#### Page excerpt
>>

Likewise, if you want to store a complex number as a 2-tuple, you could treat that as an atomic data type even though it consists of two elements by always operating on the pair*. That's the respect in which it "stands on its own"---you don't peer inside.


I think you're getting hung up on the low-level details and missing the big relational picture.

Timestamps are atomic units. If I add 60 minutes to 10:15 AM I don't want to see 10:75 AM, I want to see the 11:15. This is because the "components" of the timestamp are not independent values. Likewise, a string may be an array of characters, but a name is an atomic entity. It's meaningful to break a string into characters (low-level) but it's not meaningful to break a name into name-characters.

Now, if I had a reason to make a relationship between one entity and many characters, the correct way to model it in the relational database is to use a one-to-many with a character column. Using a string instead is not the right thing to do. Strings, for starters, have an ordering, and sets do not. Indexing that string column probably won't perform as well as indexing the separate table, because string indexes care about that order. It may perform worse, or model the situation worse, for a variety of reasons. In practice, I've never seen anyone make a relationship between a character and an entity.

The distinction between when I'd use a separate row for each character and when I'd use a string is exactly the distinction between when using an array is 1NF and when it isn't. I don't think the idea of avoiding repeating groups says anything concrete about data types. I'd be surprised if the theorists spent a great deal of time discussing the philosophical ramifications of strings being composed of characters or what each type means on-disk; at least 40% of every book by Joe Celko consists of admonishment to avoid worrying about the physical layout. I'm sorry if this comment isn't sufficiently formal for you, but it's the best you're going to get from me. Lord knows this won't be the first time database theory and practice have not matched up to everyone's satisfaction. Maybe next we can discuss implementing transitive closures in portable SQL?

<<

#### Goal
Write the next part of the forum discussion on atomic values and first normal form, beginning right after its final sentence.

#### Material provided
>>

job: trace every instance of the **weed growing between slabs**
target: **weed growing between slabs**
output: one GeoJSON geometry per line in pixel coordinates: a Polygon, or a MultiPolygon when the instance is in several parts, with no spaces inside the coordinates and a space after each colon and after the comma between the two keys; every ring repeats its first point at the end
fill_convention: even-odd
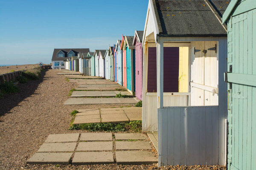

<<

#### Answer to this problem
Back to arrays, the basic loss of flexibility is portability. If you modeled it traditionally with tables, your result would be portable to any RDBMS, including whatever indexes and constraints you made. By modeling it with arrays, you're limiting yourself to Postgres, and you're probably forcing yourself to use check constraints to ensure uniqueness within each array (if you care). The second loss of flexibility is that generic database access libraries probably don't support arrays natively. Hibernate, for example, does not "do" arrays, so you'll either be bypassing it altogether or converting them to strings and parsing them on the way out. These are the reasons I have off the top of my head; I wouldn't be shocked if there were others.

I don't think I'm going to see a third option besides arrays and normalization, but in this case, it would almost always be fine for the developer to err on the side of normalization. Are there uses for them? Sure. Just not many.


Arrays are actually pretty cool in PostgreSQL and keep getting cooler. Unnest() turns arrays into relations for example.

One of my primary uses for arrays is for passing data to/from the application. Data may not be stored in the db as an array, but it really makes passing complex data structures to/from stored procedures a lot easier.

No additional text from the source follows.